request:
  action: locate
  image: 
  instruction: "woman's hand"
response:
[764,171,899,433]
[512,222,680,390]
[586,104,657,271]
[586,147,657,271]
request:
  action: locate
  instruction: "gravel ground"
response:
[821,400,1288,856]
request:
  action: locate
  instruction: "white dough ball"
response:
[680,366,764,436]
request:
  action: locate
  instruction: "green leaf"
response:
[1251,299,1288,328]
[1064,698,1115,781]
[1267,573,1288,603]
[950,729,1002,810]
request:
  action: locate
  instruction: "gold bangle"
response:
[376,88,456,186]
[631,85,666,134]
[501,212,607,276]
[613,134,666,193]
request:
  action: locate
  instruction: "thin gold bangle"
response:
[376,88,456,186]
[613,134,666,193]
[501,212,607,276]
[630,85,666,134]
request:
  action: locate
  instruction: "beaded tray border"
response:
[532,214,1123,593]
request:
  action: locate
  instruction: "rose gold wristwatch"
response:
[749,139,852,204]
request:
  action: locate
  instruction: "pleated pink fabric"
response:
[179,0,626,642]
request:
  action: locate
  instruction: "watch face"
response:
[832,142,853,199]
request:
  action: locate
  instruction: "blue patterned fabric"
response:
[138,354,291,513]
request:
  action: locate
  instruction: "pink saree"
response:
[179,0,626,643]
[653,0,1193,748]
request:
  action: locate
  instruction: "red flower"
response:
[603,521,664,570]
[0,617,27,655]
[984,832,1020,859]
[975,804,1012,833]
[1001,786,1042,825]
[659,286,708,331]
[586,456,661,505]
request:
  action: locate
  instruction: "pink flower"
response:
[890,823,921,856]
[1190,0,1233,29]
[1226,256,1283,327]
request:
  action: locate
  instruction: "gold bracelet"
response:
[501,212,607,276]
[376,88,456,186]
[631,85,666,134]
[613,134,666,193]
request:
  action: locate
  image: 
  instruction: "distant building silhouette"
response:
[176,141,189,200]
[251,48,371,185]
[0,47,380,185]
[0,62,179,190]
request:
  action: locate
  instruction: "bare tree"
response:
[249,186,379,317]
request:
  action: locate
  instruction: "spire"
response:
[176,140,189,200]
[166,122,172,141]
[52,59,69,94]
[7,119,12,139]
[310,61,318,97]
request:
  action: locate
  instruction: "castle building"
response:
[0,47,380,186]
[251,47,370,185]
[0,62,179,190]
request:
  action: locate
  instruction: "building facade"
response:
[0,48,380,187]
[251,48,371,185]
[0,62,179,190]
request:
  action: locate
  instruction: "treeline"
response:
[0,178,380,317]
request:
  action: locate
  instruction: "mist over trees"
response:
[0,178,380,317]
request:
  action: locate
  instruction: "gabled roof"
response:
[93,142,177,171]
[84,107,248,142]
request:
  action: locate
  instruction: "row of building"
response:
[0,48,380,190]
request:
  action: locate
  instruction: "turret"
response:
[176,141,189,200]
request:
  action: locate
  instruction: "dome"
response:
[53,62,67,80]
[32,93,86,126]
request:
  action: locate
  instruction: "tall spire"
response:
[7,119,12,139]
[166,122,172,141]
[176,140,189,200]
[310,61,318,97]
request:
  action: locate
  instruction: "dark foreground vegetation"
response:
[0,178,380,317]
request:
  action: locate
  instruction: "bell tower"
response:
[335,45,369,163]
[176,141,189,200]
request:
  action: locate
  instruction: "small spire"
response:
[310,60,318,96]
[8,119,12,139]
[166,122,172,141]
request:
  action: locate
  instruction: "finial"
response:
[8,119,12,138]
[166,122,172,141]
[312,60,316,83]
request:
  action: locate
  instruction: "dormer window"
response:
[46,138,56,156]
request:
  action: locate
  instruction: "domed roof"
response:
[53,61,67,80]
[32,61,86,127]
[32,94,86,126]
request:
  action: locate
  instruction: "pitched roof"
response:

> **Given exercise**: Find each line in the records above that contains the word "fabric", and copy those lines.

> **Completed task**:
  instruction: "pleated pink fabric"
  instruction: "blue patterned fabric"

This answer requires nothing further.